# Start of RECORDS SHOWN

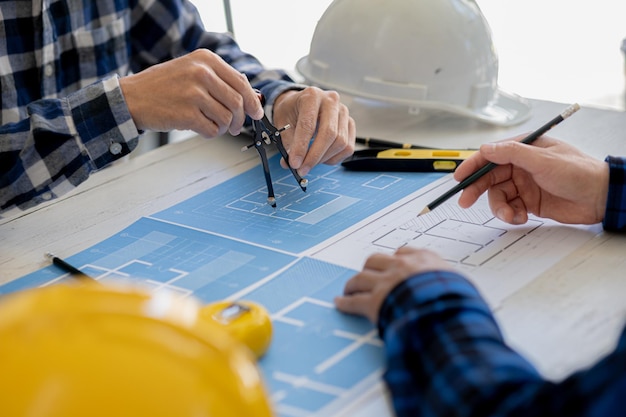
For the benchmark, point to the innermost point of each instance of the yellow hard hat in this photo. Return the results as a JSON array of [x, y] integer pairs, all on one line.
[[103, 350]]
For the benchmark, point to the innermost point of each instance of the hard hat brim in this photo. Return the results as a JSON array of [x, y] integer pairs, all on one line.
[[504, 108]]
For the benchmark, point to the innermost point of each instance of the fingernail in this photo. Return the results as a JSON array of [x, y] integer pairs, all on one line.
[[295, 162], [488, 148]]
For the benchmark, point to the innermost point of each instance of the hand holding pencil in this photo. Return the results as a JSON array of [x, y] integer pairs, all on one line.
[[549, 178]]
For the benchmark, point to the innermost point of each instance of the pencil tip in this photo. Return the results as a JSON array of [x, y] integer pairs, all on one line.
[[426, 210]]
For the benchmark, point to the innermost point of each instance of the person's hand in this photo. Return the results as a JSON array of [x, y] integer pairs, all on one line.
[[365, 292], [198, 91], [549, 178], [318, 114]]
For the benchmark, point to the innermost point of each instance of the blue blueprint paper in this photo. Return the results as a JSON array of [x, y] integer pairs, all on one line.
[[335, 200], [225, 241]]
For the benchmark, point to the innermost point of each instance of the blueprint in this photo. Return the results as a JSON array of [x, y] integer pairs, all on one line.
[[227, 243]]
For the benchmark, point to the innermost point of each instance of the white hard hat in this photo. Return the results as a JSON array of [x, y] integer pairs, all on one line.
[[420, 54]]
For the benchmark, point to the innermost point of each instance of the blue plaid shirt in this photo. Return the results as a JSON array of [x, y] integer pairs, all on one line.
[[63, 114], [447, 357]]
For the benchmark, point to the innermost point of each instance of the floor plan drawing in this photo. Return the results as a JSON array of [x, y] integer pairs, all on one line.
[[228, 243]]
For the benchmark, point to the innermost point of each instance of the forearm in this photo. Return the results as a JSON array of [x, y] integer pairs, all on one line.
[[62, 142]]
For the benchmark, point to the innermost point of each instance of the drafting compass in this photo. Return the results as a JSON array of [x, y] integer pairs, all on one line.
[[266, 133]]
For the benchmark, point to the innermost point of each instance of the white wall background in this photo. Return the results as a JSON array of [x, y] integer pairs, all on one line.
[[559, 50]]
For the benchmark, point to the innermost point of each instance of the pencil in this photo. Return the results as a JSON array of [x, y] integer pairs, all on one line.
[[485, 169], [72, 270], [381, 143]]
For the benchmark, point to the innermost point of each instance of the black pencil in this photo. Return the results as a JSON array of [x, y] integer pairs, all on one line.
[[485, 169], [75, 272]]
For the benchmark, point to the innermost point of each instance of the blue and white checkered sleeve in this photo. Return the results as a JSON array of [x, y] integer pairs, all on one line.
[[62, 142], [447, 357]]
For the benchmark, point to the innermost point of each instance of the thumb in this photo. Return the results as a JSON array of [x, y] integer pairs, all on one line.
[[525, 156]]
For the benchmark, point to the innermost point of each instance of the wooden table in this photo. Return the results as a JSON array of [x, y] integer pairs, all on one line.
[[564, 320]]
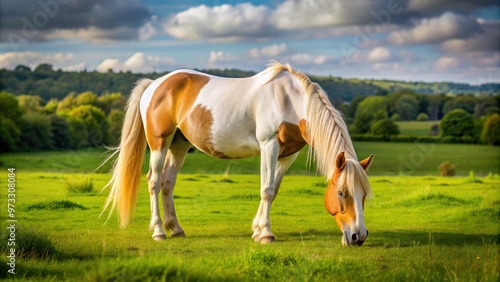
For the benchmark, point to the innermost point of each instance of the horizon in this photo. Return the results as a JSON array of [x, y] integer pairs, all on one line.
[[397, 40], [254, 72]]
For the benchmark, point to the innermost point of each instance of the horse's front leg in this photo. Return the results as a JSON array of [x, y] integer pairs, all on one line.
[[157, 160], [262, 224], [175, 159]]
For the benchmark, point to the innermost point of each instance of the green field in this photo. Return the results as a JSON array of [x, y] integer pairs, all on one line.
[[391, 159], [421, 228], [416, 128]]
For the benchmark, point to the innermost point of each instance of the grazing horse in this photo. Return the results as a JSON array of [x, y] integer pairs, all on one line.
[[274, 114]]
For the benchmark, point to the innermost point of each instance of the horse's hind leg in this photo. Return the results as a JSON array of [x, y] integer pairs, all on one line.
[[175, 159], [156, 163]]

# End of RECORDS SHOWN

● **EXERCISE BRIEF**: Render all of the material above as a two-column CSV with the headers "prompt" and "reply". Give each text and its answer one row, put each in a single quoted field with line breaks replaced by spaces, and omit the pictures.

● **CORRECT OUTPUT**:
prompt,reply
"For the benchmark, point to the innermost point of each instance of the yellow hard hat in this photo. Return the results as a JSON array of [x, y] integer pairs, all on one line.","[[103, 350]]"
"For the benchmark, point to the innermost point of each instance of the hard hat brim in this photo. Return the results as a JSON array of [x, y] integer pairs, all on one line.","[[504, 108]]"
"For the benchmark, point to the innermost point of each instance of the fingernail in this photo. Return the results as a JSON array of [x, y] integer pairs, all on one line.","[[295, 162], [488, 148]]"
"For the benchmark, point to the innermost point of each instance of the hand holding pencil in this photo. Return the results as a JSON array of [x, y] integer pairs, all on one line.","[[549, 178]]"
"For the benchmark, point to the innermost point of each instance of the pencil tip in this photo. Return the results as a JSON array of [x, y] integer pairs, all on one line.","[[426, 210]]"
"For the benchmark, point to the innermost point of each instance of the person's hand in this photo. Return the results as a JSON array of [x, y] integer pairs, all on one line.","[[365, 292], [198, 91], [549, 178], [318, 114]]"
"For the benchmark, point to the innermost point of each instance of the blue blueprint paper in this photo. Return the results as a JSON array of [x, y] integer pairs, all on one line.","[[335, 200], [225, 241]]"
"For the benchmark, point to the innermost point of each instance of the blueprint in this photo. Return the results as a JSON array of [x, y] integer pairs, all on one line.","[[227, 243]]"
"For the benchmark, point to the innermost point of each instance of the white hard hat in this photo. Return the results as a JSON array of [x, y] integer pairs, all on one line.","[[420, 54]]"
"For the benchmark, point to the innermost point of each instance of the blue plaid shirt in this photo. Return the results as a JSON array of [x, y] integer pairs, all on one line.","[[63, 114], [447, 357]]"
"For the benchmark, point to the innermost point of each instance of the floor plan drawing in this photo. Return the results as a JSON array of [x, y] integer pairs, all on one line.","[[228, 243]]"
"For the benchmark, point to the innermost point of each instance of the forearm in this photo. Return the results as a JSON array of [x, y] integer pairs, all on one line.","[[62, 142]]"
"For the benchmark, point to the innermost point of each instance of the drafting compass in this photo. Return the results as a JSON array of [x, y] integer pairs, all on one line.","[[266, 133]]"
"For the benchmark, point to the innermost point of each instance of the white wall background in this photo. Return the results as a JSON array of [x, y] integer pairs, all on one line.","[[559, 50]]"
"For the benchmark, point to the innermost point of each instance of the pencil in this photo. Return the results as a JSON array of [x, y] integer pairs, all on one line.","[[485, 169], [72, 270], [381, 143]]"
"For the benchmark, point to the innermost point of each instance of the black pencil in this photo. Return the results as a JSON array of [x, y] integer pairs, all on one line.","[[485, 169], [75, 272]]"
"For the benchmark, point to the innermost point of each instance of the blue and white checkered sleeve in this photo. Return the results as a JSON array of [x, y] integer pairs, all on one line.","[[62, 142], [447, 357]]"
"For the benchmark, point to the innermost point of each instance of the thumb in this photo. Return the results as a JSON array of [x, y] integer pairs, all on one line.","[[525, 156]]"
"For the benchmark, point to the innermost point of each instance of the wooden table in this photo. Return the results as a JSON array of [x, y] integer pairs, all on one line.","[[564, 320]]"
"For the benchmark, point to the innermost point of each instance of the horizon in this photo. Return the results as a JSON array of [x, y] integer pairs, all on one line.","[[397, 40], [254, 72]]"
"For the benchmark, point to the innermost point of each instance of the horse's front leg in this photo. Return the results as a JSON array of [x, y] integer pairs, all on one line.","[[157, 160], [262, 224], [175, 159]]"
"For the benchmark, point to the innermost point of each instance of the green field in this photo. Return the results as a JSON array of [x, y] integer pairs, all on one line.","[[391, 159], [421, 228], [416, 128]]"
"For the benchmark, point to the innermost point of each instance of the grazing horse in this photo. Return the results as a JSON array of [x, y] integer pairs, all on one line.","[[274, 114]]"
"For the benchmark, point to the innermost point of each instance of the horse's hind leg in this photo. Return the results as a JSON array of [x, y] integer pairs, all on one line.","[[175, 159], [156, 163]]"